→ **What the exercise asks**
Copy out every line from the one that has "task | place a point on the bush, one" through the final line below, and shift each x and y coordinate in the answers up by 80.
....................
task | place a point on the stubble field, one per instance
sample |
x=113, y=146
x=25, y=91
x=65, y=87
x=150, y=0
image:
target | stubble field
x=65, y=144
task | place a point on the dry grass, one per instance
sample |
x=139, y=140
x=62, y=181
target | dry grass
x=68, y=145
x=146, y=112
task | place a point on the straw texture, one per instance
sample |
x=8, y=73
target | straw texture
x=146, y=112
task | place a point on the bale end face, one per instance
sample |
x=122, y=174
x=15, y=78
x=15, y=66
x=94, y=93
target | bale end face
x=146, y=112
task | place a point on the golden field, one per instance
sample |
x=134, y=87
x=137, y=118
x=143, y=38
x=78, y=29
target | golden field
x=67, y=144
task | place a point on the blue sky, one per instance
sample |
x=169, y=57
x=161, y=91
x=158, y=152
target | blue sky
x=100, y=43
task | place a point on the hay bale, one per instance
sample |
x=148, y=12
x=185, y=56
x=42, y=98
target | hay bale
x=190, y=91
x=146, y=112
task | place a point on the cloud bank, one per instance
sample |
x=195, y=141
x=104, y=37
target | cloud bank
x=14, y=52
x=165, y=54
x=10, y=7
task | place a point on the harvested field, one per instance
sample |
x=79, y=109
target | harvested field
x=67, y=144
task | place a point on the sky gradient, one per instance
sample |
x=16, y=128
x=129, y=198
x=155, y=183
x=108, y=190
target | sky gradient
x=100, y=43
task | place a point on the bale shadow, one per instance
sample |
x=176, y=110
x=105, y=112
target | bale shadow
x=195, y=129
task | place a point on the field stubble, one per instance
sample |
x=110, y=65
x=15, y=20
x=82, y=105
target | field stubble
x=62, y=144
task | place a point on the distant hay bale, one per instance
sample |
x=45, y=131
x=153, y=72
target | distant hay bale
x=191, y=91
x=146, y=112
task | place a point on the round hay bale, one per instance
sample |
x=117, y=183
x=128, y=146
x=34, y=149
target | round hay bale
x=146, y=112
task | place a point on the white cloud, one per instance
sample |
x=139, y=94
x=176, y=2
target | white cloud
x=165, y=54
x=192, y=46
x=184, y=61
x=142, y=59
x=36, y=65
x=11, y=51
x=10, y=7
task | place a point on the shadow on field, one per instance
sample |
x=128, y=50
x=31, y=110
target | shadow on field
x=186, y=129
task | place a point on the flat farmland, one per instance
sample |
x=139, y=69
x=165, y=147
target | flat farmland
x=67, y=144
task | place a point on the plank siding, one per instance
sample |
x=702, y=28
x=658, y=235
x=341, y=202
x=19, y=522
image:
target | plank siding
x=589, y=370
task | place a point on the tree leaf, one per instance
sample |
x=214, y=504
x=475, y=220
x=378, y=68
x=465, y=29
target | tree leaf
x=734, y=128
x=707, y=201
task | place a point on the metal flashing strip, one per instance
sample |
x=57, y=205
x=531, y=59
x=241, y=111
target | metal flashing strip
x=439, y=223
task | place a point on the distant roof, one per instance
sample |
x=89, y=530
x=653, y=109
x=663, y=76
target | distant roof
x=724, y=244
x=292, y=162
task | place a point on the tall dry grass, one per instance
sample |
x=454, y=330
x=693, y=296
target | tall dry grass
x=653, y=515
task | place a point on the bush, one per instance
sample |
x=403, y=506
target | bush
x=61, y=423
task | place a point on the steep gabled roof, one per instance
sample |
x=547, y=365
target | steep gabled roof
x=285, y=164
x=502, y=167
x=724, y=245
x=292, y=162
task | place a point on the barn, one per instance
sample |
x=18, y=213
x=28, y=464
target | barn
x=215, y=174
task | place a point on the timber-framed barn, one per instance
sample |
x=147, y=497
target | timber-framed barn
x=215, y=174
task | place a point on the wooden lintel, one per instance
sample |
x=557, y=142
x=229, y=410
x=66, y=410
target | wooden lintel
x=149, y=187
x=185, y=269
....................
→ **Written solution**
task | place a point on the bush, one per instance
sample |
x=403, y=506
target | bush
x=141, y=503
task | place a point on the steep gabled roof, one per instance
sample |
x=547, y=365
target | steep gabled roof
x=365, y=244
x=582, y=247
x=804, y=325
x=372, y=242
task | place a point on the barn, one per instance
sample |
x=18, y=213
x=28, y=464
target | barn
x=295, y=254
task | place a point on the timber-framed barn, one per instance
sample |
x=147, y=497
target | timber-framed barn
x=295, y=254
task | place a point on the wooden lintel, one per instance
sample |
x=557, y=142
x=229, y=410
x=66, y=410
target | wooden lintel
x=229, y=267
x=265, y=349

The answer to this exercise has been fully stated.